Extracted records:

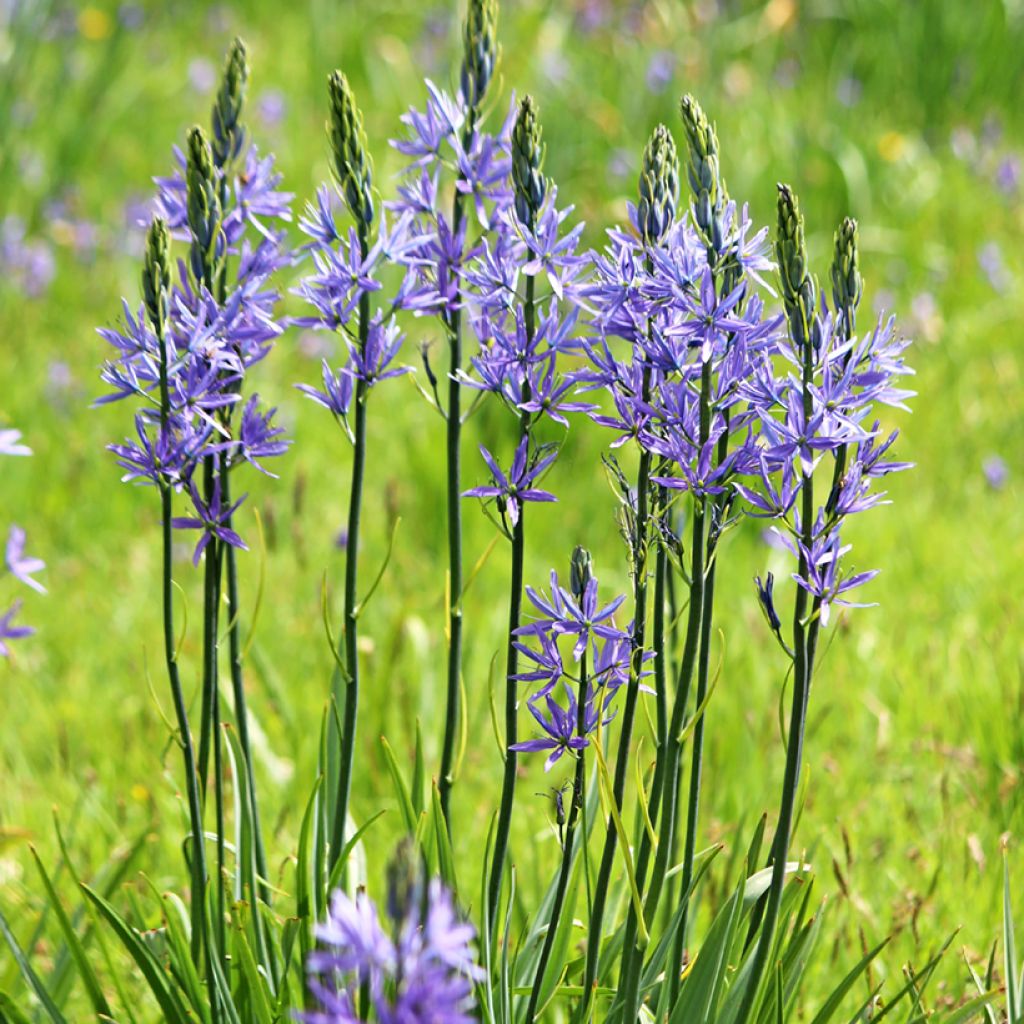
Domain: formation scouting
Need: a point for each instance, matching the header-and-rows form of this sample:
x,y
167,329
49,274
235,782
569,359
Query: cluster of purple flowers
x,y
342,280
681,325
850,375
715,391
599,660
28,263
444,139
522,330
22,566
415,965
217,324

---

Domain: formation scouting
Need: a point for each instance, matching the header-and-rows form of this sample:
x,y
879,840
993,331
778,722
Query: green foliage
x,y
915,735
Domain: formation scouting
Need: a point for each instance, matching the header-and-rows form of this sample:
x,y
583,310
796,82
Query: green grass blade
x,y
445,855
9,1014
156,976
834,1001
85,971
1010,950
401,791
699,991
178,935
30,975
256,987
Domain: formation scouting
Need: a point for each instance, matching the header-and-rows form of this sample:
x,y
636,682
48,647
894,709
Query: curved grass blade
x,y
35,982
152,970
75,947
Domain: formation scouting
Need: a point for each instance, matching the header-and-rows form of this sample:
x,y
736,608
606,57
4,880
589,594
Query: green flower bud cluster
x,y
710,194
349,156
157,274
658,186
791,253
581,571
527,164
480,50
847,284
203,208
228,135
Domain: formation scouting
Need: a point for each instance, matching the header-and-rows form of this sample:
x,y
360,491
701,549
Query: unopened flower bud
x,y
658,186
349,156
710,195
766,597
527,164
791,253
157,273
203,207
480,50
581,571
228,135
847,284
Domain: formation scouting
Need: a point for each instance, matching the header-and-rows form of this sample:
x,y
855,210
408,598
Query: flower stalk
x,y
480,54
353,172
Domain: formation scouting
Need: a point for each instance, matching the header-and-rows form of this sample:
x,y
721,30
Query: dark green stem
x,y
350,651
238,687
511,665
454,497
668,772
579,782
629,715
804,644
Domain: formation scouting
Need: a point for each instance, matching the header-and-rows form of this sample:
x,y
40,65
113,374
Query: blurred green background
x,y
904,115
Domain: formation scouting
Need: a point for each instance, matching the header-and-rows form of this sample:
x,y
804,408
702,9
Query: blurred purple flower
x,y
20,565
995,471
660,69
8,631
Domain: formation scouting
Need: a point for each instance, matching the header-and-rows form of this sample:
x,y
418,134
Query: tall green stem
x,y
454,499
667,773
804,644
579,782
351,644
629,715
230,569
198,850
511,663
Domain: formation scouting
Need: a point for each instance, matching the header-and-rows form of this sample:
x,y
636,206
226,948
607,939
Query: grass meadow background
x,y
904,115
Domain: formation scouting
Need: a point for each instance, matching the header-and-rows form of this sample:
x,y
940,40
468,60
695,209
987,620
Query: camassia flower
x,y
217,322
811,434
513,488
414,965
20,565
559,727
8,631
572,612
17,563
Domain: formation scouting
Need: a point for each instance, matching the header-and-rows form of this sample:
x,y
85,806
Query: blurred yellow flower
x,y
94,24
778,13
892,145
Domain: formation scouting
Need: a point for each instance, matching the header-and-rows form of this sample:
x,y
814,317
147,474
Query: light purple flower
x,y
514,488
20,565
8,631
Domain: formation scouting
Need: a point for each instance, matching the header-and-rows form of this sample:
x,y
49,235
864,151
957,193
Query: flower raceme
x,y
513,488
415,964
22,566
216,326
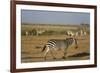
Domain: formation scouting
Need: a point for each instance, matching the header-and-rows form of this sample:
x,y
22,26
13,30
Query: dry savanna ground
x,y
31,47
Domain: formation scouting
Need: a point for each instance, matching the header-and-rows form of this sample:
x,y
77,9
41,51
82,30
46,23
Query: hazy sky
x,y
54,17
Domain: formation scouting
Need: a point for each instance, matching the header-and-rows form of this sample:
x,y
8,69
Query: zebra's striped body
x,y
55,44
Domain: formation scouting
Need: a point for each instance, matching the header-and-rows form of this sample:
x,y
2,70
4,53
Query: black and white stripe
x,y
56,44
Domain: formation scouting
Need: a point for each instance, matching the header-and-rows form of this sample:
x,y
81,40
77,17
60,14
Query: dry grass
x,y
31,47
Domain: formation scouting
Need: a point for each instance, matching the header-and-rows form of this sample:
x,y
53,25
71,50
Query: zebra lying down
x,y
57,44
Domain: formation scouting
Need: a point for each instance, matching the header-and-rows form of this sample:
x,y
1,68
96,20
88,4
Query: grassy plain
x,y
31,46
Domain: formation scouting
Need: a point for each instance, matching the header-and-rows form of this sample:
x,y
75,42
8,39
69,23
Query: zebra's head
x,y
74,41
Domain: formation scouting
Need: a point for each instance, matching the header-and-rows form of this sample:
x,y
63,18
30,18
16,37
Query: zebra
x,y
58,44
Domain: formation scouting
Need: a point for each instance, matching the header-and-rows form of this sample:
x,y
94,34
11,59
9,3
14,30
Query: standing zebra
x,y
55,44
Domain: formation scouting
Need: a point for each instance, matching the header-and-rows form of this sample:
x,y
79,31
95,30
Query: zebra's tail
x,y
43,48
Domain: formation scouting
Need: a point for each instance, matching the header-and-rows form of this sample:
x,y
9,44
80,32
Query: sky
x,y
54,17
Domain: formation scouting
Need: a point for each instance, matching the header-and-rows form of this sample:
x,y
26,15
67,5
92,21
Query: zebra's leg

==

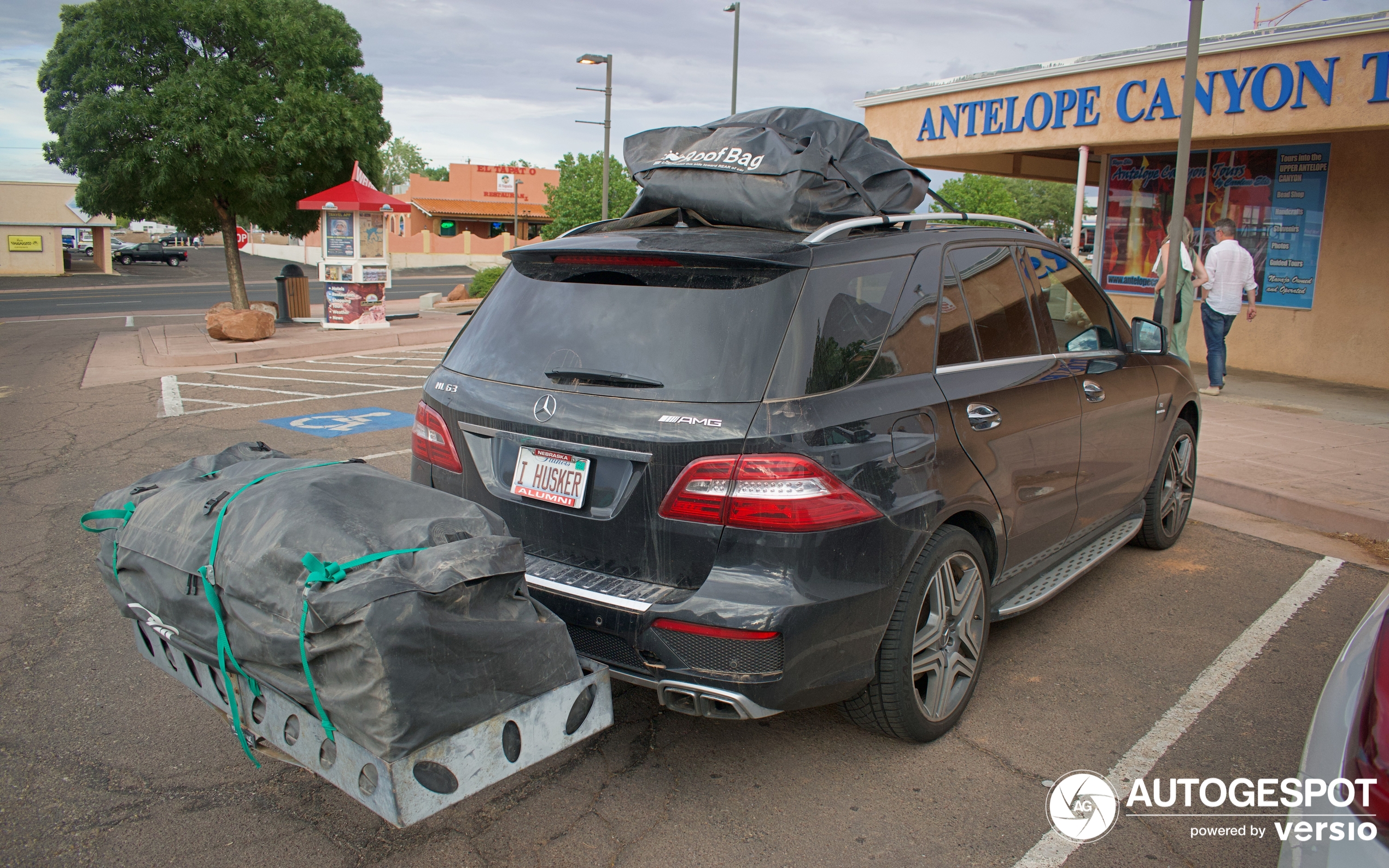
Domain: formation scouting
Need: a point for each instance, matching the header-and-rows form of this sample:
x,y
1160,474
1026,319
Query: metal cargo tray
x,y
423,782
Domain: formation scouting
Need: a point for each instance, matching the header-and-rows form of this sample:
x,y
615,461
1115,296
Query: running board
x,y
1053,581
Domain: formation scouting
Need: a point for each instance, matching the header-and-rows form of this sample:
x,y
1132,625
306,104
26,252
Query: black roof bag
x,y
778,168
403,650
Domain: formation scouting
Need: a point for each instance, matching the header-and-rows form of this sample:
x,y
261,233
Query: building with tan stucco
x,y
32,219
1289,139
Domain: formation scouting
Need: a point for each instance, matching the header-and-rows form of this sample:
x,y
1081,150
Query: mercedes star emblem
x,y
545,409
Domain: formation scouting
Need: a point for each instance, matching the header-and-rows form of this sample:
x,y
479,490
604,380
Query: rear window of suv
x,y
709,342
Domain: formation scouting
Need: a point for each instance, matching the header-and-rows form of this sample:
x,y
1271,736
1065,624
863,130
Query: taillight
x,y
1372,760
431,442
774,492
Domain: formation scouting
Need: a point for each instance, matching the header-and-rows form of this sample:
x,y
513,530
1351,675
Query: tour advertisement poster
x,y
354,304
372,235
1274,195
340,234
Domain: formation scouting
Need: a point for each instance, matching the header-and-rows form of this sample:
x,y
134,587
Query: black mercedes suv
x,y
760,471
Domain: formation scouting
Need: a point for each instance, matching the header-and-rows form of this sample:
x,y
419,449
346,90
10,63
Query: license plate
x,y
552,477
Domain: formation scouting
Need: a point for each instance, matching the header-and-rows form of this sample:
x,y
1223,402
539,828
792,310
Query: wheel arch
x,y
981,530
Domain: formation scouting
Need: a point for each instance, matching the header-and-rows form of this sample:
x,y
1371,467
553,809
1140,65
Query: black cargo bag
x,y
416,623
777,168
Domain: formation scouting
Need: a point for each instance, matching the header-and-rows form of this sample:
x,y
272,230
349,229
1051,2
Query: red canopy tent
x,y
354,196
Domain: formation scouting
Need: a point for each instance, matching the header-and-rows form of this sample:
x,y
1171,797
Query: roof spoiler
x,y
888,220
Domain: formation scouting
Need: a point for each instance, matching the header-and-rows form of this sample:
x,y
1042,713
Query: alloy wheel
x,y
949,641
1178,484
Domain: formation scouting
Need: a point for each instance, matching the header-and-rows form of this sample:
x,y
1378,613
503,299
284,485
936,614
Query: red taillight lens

## Work instructions:
Count the lines in the extracted records that contain the string "mercedes", and give only that number.

## Solution to this task:
2